===== ИСХОДНЫЙ ФРАГМЕНТ =====

Специальную статью вопросу о происхождении варяжской легенды посвятил А.Г. Кузьмин. В своей работе 1967 года он пришёл к следующим выводам: Сказание о призвании варягов исторически недостоверно и восходит к некоему ладожскому преданию; оно отсутствовало в начальном русском летописании (как киевском, так и новгородском, поскольку в варяжской легенде говорится о «прозвании» руси от варягов, в то время как во всех известиях НПЛ XII – начала XIII в. «русью» называется Киевское Приднепровье) и впервые было внесено в летописи только около 1118 г. Древнейшим вариантом варяжского сказания, по мнению историка, является именно «ладожский», в Лаврентьевской летописи текст испорчен, а в НПЛ «отчасти испорчен, отчасти отредактирован». Замена Ладоги на Новгород была произведена позднее. Именно в «соперничестве двух северных городов», вероятно, и «заключался первоначальный смысл всего Сказания» (Кузьмин 1967: 42–53). Эти выводы учёный повторил в своей книге, посвящённой рассмотрению летописей как источника по истории Древней Руси (Кузьмин 1969: 106–111).
Позднее А.Г. Кузьмин несколько изменил свои взгляды в сторону признания общей исторической достоверности событий, описанных в Сказании о призвании варягов, но остался убеждён в приоритете «ладожской» версии (Кузьмин 2003: 196, 304–305, 334). В построениях учёного представляется заслуживающей серьёзного внимания постановка вопроса о влиянии новгородско-ладожского политического соперничества XI–XII вв. на формирование двух версий Сказания о призвании варягов.

===== ИСХОДНЫЕ ЗАПИСИ =====

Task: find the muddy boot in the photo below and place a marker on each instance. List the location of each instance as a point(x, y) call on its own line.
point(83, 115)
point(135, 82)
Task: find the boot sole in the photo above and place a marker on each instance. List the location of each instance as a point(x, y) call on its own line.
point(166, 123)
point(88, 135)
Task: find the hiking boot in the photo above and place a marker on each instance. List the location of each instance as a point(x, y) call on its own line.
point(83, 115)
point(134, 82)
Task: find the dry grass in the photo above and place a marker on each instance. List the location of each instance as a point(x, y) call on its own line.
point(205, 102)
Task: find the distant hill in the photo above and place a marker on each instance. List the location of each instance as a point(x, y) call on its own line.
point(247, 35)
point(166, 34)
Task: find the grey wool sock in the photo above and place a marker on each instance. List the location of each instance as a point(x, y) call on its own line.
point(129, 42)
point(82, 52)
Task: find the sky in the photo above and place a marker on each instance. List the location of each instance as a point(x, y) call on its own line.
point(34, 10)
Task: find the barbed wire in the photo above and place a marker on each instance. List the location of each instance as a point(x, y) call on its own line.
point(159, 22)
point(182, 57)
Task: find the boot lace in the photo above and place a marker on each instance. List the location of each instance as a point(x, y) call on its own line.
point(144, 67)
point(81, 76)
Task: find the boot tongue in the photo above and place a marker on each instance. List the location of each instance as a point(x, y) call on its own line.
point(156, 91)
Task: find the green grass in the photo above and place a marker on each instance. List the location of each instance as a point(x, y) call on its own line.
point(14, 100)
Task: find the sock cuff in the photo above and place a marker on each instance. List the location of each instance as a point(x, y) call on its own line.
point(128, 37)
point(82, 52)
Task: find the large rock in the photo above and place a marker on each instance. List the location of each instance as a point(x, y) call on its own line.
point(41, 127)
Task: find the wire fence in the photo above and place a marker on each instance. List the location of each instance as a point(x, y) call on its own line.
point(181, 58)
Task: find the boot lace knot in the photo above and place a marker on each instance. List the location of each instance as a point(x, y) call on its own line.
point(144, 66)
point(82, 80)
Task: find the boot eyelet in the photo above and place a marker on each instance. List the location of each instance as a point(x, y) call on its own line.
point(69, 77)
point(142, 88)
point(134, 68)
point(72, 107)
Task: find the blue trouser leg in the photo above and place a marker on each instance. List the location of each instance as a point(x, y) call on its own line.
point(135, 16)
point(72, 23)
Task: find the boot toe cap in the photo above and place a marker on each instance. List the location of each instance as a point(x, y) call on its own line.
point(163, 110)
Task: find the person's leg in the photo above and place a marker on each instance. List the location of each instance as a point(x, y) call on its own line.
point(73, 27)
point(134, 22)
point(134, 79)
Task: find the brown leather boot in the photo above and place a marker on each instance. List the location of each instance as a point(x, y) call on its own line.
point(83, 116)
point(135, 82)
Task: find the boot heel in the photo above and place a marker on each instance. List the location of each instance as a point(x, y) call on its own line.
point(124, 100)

=====

ЗАДАНИЯ
A: Согласно фрагменту, около какого года сказание о призвании варягов впервые было внесено в летописи?
B: Перепишите записи, начиная со строки, в которой есть «Task: find the boot heel», и до конца записей включительно.
Фрагмент и записи никак не связаны между собой.

ОТВЕТЫ К ЗАДАНИЯМ
A: Около 1118 года.

B:
Task: find the boot heel in the photo above and place a marker on each instance. List the location of each instance as a point(x, y) call on its own line.
point(124, 100)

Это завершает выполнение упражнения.